▸ What is required: Continue the article below about how the Unity in Glass wedding keepsake business began, picking up right after its last sentence.

▸ Text extract:

Some of the world’s most inspiring discoveries, everything from penicillin and the microwave to Teflon and, even, Velcro happened by accident, so it’s fitting that’s exactly how one of the wedding world’s most dazzling innovations, Unity in Glass, was born. By accident.
The company’s ravishing, one-off wedding keepsakes, fashioned from glass crystals poured at the very moment a couple weds, are proving a global hit. But, had it not been for a bride-to-be seeking something “truly different that will last a lifetime” to commemorate her upcoming nuptials, Unity in Glass’ inventor, American Lee Ware, may never have been able to turn his talent for the ancient art of glass-blowing into a thriving global business whose exquisite, light-filled offerings have garnered hundreds of five-star reviews from couples across the globe.
“A lady walked into Lee’s Texas studio in 2010 and asked him to blow her a vase that would, somehow, preserve the layers of sand she and her partner would mix during the sand ceremony at their upcoming destination wedding so that it wouldn’t mix on the flight home,” says Guillaume Perben, founder the European arm of the business, Swiss-based Unity in Glass Europe.
The mixing of sand is a symbolic gesture that, often, takes place during unity ceremonies, non-denominational celebrations uniting two people. Each person pours in a portion of coloured sand signifying the two individuals coming together as one.

▸ Given information:
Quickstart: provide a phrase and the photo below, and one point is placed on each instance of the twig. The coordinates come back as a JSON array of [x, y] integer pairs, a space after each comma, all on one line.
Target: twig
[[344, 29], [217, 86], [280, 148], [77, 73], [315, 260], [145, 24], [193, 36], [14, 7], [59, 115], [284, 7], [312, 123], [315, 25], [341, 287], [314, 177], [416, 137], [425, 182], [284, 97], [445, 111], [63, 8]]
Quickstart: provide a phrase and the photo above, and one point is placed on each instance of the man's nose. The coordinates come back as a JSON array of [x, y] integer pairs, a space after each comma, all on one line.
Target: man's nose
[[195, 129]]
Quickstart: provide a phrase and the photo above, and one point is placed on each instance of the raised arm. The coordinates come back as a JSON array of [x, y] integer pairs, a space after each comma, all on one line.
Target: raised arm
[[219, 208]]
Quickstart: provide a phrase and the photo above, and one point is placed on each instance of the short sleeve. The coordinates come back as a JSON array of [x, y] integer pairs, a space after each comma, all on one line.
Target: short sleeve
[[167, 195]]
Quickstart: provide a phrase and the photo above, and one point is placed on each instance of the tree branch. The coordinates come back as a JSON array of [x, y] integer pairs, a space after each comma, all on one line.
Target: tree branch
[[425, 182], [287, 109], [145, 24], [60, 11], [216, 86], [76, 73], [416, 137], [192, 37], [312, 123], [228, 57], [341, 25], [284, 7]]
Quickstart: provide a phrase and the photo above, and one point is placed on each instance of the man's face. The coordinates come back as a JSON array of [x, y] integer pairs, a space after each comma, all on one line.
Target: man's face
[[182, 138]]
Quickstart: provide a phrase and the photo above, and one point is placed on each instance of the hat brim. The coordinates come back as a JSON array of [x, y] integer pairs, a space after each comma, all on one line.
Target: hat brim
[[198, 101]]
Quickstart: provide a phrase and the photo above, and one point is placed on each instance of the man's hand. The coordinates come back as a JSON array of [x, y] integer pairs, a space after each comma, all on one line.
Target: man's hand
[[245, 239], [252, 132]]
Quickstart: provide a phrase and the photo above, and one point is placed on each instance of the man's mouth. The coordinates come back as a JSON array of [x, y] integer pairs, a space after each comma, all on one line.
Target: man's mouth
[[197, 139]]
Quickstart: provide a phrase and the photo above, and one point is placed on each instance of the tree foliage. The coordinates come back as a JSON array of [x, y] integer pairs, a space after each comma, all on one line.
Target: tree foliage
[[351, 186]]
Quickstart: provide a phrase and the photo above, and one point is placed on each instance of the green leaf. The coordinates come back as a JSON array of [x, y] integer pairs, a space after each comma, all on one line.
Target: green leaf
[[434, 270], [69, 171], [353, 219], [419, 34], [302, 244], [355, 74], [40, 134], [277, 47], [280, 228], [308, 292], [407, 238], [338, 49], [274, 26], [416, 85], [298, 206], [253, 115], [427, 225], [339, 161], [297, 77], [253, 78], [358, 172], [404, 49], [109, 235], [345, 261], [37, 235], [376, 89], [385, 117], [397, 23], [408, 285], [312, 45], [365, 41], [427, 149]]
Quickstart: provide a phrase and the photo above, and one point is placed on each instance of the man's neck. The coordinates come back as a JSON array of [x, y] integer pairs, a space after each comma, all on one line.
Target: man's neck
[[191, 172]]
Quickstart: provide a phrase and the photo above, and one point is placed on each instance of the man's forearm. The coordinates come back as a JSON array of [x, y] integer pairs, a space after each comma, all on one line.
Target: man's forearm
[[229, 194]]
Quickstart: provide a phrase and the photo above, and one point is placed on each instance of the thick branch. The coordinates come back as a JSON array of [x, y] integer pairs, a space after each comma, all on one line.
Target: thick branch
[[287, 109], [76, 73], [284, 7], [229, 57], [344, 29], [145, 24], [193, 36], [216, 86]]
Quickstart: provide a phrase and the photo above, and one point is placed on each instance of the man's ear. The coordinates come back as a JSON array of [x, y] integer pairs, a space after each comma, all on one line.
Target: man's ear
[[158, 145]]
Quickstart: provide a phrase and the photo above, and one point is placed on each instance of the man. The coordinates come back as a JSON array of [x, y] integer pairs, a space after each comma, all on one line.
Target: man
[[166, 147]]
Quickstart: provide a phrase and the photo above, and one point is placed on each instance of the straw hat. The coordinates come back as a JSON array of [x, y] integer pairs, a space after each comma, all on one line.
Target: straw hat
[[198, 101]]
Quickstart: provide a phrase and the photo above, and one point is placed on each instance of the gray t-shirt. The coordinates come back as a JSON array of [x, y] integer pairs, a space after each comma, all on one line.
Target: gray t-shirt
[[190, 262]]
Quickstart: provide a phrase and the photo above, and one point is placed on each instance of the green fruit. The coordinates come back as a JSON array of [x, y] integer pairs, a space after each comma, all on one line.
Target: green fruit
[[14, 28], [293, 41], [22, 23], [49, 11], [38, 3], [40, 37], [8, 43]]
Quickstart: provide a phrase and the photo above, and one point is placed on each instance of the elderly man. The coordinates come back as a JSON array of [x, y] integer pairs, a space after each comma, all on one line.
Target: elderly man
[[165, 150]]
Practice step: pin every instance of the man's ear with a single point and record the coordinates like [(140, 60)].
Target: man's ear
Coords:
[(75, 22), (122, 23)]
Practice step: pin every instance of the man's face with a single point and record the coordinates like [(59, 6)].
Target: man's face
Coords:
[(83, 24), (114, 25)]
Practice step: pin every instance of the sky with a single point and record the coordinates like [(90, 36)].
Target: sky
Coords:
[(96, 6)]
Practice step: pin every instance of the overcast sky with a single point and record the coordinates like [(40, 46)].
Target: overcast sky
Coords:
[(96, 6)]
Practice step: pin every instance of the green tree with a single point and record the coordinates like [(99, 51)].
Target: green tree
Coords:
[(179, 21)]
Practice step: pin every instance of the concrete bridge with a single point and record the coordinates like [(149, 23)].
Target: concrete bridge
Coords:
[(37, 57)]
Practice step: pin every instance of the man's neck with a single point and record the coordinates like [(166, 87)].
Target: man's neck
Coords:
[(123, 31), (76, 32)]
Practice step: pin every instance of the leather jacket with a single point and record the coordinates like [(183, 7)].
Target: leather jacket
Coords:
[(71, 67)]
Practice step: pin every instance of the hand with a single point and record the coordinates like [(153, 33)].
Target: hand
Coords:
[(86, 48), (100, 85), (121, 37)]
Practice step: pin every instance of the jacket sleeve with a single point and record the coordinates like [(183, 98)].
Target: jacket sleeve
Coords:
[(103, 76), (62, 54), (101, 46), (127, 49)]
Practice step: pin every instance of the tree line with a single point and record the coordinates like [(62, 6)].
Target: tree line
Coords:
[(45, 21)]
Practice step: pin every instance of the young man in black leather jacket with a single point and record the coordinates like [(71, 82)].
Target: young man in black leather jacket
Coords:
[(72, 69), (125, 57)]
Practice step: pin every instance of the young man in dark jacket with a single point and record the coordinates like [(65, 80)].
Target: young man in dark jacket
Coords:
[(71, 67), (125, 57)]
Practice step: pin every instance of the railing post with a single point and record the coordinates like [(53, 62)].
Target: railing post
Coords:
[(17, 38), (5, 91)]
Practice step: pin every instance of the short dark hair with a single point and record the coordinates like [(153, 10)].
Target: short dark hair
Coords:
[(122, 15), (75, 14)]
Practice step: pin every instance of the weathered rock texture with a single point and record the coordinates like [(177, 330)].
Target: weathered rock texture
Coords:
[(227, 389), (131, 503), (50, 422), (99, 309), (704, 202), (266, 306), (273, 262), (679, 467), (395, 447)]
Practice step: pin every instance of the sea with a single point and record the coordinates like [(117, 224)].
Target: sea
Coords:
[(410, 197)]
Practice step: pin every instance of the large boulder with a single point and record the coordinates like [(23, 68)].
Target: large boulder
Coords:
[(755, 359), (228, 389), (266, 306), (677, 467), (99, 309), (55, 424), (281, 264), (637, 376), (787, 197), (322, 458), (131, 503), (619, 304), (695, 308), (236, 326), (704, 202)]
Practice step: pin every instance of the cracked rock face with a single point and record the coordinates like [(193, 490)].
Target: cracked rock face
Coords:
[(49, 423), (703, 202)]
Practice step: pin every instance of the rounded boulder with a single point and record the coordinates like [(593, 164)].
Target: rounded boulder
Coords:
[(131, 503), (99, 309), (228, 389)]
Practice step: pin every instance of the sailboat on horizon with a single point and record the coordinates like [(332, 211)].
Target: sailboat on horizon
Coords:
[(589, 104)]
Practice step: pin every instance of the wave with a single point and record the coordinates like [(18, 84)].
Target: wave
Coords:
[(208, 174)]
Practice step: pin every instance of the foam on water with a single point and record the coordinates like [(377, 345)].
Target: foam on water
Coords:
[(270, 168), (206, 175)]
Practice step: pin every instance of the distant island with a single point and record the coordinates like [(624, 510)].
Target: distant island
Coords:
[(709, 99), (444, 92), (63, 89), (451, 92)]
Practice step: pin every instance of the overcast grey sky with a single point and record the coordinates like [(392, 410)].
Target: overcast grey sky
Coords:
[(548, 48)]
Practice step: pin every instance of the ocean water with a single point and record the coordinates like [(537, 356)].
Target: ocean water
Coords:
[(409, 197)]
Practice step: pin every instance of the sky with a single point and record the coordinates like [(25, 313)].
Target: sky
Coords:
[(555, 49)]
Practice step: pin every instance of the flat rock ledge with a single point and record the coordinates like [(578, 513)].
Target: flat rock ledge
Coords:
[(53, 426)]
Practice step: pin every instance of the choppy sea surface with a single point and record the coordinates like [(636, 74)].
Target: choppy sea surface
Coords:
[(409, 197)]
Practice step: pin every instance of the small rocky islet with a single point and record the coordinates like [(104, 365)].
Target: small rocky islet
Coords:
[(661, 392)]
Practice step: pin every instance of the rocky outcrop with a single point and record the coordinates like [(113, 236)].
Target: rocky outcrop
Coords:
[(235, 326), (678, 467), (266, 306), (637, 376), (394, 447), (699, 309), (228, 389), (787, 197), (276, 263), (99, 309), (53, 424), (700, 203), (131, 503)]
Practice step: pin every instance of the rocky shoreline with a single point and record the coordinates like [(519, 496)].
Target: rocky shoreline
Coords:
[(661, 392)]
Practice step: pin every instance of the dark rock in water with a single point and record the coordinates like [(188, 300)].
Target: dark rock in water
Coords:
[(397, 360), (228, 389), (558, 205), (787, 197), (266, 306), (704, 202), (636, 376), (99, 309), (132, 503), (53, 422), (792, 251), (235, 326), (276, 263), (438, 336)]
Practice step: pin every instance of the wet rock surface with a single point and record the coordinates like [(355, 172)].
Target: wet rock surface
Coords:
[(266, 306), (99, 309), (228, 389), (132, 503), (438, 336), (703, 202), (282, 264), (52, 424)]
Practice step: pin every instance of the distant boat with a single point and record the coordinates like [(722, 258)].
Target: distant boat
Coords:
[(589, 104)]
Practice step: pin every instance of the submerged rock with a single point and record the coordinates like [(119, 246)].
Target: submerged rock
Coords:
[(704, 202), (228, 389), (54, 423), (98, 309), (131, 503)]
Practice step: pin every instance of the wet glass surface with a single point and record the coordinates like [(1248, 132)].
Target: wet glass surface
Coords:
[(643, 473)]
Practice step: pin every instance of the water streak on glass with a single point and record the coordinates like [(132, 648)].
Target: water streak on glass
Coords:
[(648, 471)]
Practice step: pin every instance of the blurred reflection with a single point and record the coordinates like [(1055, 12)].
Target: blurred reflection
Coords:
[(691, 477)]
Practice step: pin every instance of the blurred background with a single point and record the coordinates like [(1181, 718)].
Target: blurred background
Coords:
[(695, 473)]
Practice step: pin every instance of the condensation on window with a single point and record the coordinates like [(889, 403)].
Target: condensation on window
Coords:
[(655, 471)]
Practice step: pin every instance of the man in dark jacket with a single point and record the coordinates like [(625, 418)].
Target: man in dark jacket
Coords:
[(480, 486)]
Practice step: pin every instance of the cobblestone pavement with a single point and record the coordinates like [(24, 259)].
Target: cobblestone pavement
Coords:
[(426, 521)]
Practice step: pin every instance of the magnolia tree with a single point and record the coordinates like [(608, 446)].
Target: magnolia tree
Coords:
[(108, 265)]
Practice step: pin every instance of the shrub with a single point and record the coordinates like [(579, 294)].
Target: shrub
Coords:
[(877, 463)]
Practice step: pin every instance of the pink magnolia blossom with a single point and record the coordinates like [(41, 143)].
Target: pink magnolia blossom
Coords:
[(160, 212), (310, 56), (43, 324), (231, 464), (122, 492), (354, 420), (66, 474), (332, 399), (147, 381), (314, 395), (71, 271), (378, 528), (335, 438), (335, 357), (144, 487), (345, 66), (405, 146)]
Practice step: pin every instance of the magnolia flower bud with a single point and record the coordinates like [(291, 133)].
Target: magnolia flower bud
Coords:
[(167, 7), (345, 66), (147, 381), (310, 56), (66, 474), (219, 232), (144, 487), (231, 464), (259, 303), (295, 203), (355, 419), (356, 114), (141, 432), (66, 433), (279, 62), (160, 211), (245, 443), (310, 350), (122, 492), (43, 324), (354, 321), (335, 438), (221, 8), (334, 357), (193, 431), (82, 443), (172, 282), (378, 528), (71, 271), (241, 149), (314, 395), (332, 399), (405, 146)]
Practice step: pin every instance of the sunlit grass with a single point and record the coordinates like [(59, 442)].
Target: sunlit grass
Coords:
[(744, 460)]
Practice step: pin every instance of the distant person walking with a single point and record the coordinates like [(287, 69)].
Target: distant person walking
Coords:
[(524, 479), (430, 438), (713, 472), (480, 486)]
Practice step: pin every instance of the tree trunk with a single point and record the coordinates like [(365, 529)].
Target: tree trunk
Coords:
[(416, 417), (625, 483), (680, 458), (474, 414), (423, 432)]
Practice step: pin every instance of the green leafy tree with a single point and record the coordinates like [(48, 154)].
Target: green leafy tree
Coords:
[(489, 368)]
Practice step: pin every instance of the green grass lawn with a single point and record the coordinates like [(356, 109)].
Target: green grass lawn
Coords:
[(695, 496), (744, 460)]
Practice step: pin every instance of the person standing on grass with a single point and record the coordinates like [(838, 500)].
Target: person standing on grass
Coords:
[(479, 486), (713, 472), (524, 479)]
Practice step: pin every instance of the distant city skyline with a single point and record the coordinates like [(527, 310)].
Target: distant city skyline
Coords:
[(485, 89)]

▸ Response to the exercise:
“Lee was a bit stumped,” says Guillaume. “He couldn’t immediately think of a way to preserve the sand in a vase that didn’t involve glue.”
Finally, searching for inspiration around his studio with his very creative brain firing, it hit him: glass crystals. It was actually a brilliant idea, after all, glass is made of sand!
By having couples mix glass crystals instead of sand, not only could they choose from an array of rich glass crystal colours, Lee could shape them into a sculpture, creating an absolutely unique and truly lasting keepsake.
He set about perfecting the technique, then sent the client a box of crystals in her desired colours, which she and her fiance then mixed together during their wedding ceremony.
The client was thrilled with the final result – and the new ‘glass ceremony’ caused quite a sensation among her guests.
Word of Lee’s dazzling creation quickly spread and that one order turned into two and two into 20. Before long, Lee’s “little idea” turned into a full-time business and, with orders arriving from well beyond Texas’ borders, Lee soon find himself needing to hire more practitioners of the 2000-year-old art form in order to meet demand.
That first customer’s desire for a wedding memento that went beyond a photograph or video of their big day led to the creation of something truly unique and elegant.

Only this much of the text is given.